Search code examples
rggplot2fable-r

How to add normal plot to a ggplot of residuals


I would like to add a plot of the normal distribution with mean and variance of the residuals in a model in the same plot as the histogram of the residuals.

I am using the code below from chapter 5 of fpp3:

aug <- google_2015 |>
    model(NAIVE(Close)) |>
    augment()

autoplot(aug, .innov) +
    labs(y = "$US",
         title = "Residuals from the naïve method")

aug |>
    ggplot(aes(x = .innov)) +
    geom_histogram() +
    labs(title = "Histogram of residuals")

Solution

  • It would be best to tell us that fpp3 is "Forecasting: Principles and Practice" (3rd Edition), that there is a corresponding R package, and to show us the code for creating the google_2015 object so we didn't have to go dig it out, but here you go ...

    setup

    library(fpp3)
    google_2015 <- gafa_stock |>
      filter(Symbol == "GOOG", year(Date) >= 2015) |>
      mutate(day = row_number()) |>
      update_tsibble(index = day, regular = TRUE) |> 
      filter(year(Date) == 2015)
    aug <- google_2015 |>
        model(NAIVE(Close)) |>
        augment()

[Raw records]
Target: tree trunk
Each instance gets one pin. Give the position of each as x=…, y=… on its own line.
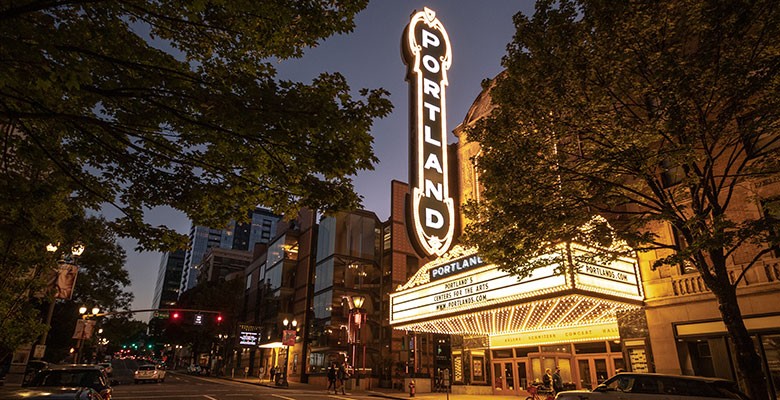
x=749, y=363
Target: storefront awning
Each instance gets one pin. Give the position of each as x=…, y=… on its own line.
x=460, y=294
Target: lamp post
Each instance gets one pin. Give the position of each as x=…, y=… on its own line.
x=82, y=336
x=358, y=317
x=289, y=334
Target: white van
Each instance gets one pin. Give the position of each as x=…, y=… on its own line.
x=640, y=386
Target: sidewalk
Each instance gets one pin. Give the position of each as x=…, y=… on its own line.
x=381, y=393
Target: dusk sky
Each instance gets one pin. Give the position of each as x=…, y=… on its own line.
x=370, y=57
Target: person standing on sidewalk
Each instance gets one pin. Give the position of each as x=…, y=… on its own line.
x=332, y=377
x=557, y=380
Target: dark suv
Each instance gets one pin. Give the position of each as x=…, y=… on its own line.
x=91, y=376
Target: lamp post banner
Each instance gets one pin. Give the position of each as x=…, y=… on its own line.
x=288, y=337
x=65, y=280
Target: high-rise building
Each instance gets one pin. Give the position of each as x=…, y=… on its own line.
x=168, y=279
x=237, y=236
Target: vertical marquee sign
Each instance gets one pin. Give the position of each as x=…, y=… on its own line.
x=427, y=54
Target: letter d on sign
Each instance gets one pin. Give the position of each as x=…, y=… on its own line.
x=433, y=219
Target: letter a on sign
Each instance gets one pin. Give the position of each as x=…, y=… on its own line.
x=428, y=56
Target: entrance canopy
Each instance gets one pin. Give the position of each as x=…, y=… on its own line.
x=461, y=294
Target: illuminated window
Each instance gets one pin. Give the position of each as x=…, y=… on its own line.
x=686, y=267
x=672, y=173
x=771, y=209
x=758, y=139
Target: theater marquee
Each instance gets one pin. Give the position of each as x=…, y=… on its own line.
x=428, y=56
x=460, y=293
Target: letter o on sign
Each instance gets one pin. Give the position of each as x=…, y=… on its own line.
x=431, y=64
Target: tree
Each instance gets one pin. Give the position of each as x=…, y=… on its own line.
x=100, y=283
x=644, y=113
x=139, y=104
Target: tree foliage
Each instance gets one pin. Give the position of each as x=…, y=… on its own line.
x=139, y=104
x=648, y=114
x=27, y=278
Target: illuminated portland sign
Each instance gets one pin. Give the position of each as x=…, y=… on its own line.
x=427, y=54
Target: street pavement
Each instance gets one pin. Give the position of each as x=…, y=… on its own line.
x=179, y=385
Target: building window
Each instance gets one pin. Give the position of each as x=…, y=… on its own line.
x=672, y=173
x=757, y=139
x=771, y=209
x=680, y=244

• _WHAT IS EXPECTED_
Please resume the forum thread above about overlaying a normal curve on a histogram of model residuals, picking up right after its last line.

• _RIGHT ANSWER_
    plotting code

    We need to (1) plot the histogram on a density rather than a count scale and (2) compute the required mean and SD on the fly (alternatively we could plot the histogram on the count scale and multiply the Normal density by the number of observations, but that seems slightly harder)

    The only improvement of this on the linked duplicate is that the aes(y = ..density..) idiom used in those answers is deprecated as of ggplot2 3.4.0 and will throw a warning ...

    gg0 <- aug |>
        ggplot(aes(x = .innov)) +
        geom_histogram(aes(y=after_stat(density)))
    gg0 + geom_function(fun = dnorm, colour = "red", n = 1001,
             args = list(mean = mean(aug$.innov, na.rm = TRUE), 
                         sd = sd(aug$.innov, na.rm = TRUE)))